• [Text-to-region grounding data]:
************
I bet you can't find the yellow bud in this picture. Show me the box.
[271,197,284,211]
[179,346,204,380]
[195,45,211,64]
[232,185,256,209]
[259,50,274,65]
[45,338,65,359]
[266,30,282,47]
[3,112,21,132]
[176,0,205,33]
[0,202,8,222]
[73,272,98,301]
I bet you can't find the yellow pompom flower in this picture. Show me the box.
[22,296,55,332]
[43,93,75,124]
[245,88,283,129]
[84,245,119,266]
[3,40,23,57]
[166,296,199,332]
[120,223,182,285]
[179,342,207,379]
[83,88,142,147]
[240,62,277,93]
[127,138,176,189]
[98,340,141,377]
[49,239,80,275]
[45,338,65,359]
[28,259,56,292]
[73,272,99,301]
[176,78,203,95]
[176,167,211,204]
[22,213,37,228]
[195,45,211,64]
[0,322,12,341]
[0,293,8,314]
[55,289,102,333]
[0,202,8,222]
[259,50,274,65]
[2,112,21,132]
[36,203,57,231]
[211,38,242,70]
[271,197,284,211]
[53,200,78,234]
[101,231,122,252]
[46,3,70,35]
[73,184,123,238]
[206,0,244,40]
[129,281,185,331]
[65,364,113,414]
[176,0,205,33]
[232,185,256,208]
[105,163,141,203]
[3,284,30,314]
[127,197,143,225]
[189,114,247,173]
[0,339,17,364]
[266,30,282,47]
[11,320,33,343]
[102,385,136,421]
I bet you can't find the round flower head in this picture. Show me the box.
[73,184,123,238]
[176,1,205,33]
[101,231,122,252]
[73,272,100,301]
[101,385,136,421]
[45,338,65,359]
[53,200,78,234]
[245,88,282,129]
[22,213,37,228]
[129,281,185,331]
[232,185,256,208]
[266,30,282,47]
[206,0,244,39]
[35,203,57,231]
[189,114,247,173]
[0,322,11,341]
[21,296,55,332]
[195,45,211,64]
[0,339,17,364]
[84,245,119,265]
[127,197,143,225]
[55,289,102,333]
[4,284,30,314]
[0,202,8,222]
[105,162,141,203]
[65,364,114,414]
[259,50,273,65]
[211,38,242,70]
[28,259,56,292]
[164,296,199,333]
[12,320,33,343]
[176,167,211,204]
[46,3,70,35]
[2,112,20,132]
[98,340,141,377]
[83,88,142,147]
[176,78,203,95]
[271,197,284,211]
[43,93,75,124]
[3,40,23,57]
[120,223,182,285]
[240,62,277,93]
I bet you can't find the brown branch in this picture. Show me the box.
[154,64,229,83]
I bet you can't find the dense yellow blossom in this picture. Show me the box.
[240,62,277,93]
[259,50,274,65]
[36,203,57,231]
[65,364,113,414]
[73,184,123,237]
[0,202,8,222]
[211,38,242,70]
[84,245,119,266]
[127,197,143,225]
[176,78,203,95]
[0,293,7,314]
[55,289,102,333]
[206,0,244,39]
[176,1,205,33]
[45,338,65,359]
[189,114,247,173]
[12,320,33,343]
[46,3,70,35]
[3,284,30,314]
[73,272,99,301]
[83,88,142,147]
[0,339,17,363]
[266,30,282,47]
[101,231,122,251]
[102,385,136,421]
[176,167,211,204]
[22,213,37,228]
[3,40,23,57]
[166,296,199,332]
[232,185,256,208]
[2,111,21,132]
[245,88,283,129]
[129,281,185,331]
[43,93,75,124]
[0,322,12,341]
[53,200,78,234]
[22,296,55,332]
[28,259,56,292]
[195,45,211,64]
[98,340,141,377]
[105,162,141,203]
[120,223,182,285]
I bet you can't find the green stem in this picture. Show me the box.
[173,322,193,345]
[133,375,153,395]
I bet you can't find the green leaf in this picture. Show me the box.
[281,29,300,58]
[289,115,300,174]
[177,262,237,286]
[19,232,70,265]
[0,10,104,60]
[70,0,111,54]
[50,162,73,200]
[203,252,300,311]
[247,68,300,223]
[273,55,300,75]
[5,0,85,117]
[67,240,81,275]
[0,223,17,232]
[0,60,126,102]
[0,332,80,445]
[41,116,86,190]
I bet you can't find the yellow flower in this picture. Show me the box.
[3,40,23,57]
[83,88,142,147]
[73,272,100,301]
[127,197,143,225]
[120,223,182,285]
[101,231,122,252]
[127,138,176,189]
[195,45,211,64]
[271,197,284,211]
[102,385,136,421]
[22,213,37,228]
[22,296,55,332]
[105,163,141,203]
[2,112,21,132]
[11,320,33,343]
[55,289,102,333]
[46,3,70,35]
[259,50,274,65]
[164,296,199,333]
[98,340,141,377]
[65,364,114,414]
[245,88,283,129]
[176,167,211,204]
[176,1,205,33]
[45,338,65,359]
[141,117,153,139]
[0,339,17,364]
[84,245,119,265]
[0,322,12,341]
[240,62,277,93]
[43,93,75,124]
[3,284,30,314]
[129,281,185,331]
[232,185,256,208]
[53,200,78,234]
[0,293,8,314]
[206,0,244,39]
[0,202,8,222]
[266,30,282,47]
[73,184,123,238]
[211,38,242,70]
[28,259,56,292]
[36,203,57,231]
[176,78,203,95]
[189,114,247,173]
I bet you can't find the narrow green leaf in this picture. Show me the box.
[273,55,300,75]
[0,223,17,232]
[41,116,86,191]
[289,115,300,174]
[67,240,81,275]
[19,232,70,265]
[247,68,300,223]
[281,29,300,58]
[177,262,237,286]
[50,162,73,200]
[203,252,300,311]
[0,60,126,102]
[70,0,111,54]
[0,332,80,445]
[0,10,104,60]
************
• [Your objective]: For each line in the entries that contains the string "leaf", make a copy.

• [Result for this exercise]:
I bet you can't find the green leaf in this picture. Show me the box.
I bet you can't find the narrow green leaf in this picture. Show me the box.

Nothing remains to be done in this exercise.